▶ _练习 A_:
根据下面关于指针网络的文本段落,回答以下问题:
(i) 现有方法(如 sequence-to-sequence 和 Neural Turing Machines)为什么不能直接解决这类问题?
(ii) 与以往的注意力方法相比,Ptr-Net 把注意力用作什么?
(iii) 文中用 Ptr-Net 学习近似解的三个几何问题是哪三个?

▶ _文本段落_:

----------

# 论文笔记 Pointer Networks and copy mechanism

paper:

## Pointer Network

### Motivation

We introduce a new neural architecture to learn the conditional probability of an output sequence with elements that are discrete tokens corresponding to positions in an input sequence.

Such problems cannot be trivially addressed by existent approaches such as sequence-to-sequence [1] and Neural Turing Machines [2], because the number of target classes in each step of the output depends on the length of the input, which is variable.

Problems such as sorting variable sized sequences, and various combinatorial optimization problems belong to this class.

It differs from the previous attention attempts in that, instead of using attention to blend hidden units of an encoder to a context vector at each decoder step, it uses attention as a pointer to select a member of the input sequence as the output.

We show Ptr-Nets can be used to learn approximate solutions to three challenging geometric problems – finding planar convex hulls, computing Delaunay triangulations, and the planar Travelling Salesman Problem – using training examples

alone.

----------

▶ _给定信息_:
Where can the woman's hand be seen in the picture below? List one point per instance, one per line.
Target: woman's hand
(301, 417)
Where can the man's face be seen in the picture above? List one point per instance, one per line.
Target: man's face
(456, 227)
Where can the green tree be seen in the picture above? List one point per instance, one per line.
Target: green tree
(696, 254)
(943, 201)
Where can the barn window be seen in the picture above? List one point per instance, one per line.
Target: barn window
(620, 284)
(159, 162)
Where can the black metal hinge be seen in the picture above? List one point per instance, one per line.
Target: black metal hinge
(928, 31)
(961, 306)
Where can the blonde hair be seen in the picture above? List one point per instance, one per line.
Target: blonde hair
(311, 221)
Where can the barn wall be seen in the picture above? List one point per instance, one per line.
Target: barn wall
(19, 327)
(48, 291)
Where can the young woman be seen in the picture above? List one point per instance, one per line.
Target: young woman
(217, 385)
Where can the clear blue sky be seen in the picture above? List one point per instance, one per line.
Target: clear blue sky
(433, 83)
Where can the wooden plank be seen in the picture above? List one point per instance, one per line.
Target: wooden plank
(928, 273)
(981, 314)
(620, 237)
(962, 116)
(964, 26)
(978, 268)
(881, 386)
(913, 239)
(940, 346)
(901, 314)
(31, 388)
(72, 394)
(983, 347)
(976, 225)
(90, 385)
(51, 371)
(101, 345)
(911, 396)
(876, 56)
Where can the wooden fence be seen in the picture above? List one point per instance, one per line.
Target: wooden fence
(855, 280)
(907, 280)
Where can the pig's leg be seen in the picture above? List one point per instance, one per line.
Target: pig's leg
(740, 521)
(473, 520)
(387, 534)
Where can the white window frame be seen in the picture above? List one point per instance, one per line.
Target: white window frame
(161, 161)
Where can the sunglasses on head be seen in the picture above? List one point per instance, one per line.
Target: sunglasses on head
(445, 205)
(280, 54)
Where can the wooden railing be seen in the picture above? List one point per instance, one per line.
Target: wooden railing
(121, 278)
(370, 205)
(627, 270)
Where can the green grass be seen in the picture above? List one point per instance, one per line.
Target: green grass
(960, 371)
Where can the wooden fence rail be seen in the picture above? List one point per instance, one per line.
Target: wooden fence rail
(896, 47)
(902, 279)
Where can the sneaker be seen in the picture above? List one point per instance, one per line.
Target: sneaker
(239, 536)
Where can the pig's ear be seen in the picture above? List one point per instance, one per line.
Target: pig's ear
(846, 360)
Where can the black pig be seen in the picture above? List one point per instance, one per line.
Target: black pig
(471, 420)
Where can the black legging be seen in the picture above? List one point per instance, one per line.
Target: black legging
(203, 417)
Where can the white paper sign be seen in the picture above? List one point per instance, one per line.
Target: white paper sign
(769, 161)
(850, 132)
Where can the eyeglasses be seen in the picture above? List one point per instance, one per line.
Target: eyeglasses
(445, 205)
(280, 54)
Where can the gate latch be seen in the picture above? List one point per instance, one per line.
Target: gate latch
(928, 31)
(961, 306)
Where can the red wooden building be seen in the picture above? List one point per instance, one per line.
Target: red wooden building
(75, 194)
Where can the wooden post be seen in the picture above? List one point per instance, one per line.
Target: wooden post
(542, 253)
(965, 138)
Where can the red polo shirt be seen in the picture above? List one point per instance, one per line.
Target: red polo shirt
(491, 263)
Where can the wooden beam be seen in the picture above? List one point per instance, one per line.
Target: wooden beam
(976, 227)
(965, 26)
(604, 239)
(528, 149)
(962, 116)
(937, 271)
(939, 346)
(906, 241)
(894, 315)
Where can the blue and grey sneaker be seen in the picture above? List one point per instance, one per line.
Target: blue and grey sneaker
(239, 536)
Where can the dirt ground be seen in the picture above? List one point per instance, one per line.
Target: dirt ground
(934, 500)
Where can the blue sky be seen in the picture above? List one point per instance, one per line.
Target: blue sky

----------

▶ _练习 B_:
从清单中原样摘录一段:自包含“Where can the wooden beam”的那一行起,直到清单末尾,首尾两行都包括在内。

▶ _最终答案 A_:
(i) 输出每一步的目标类别数取决于输入的长度,而输入长度是可变的。
(ii) 用作指针,从输入序列中选出一个成员作为输出。
(iii) 寻找平面凸包、计算 Delaunay 三角剖分、平面旅行商问题。

▶ _最终答案 B_:
Where can the wooden beam be seen in the picture above? List one point per instance, one per line.
Target: wooden beam
(976, 227)
(965, 26)
(604, 239)
(528, 149)
(962, 116)
(937, 271)
(939, 346)
(906, 241)
(894, 315)
Where can the blue and grey sneaker be seen in the picture above? List one point per instance, one per line.
Target: blue and grey sneaker
(239, 536)
Where can the dirt ground be seen in the picture above? List one point per instance, one per line.
Target: dirt ground
(934, 500)
Where can the blue sky be seen in the picture above? List one point per instance, one per line.
Target: blue sky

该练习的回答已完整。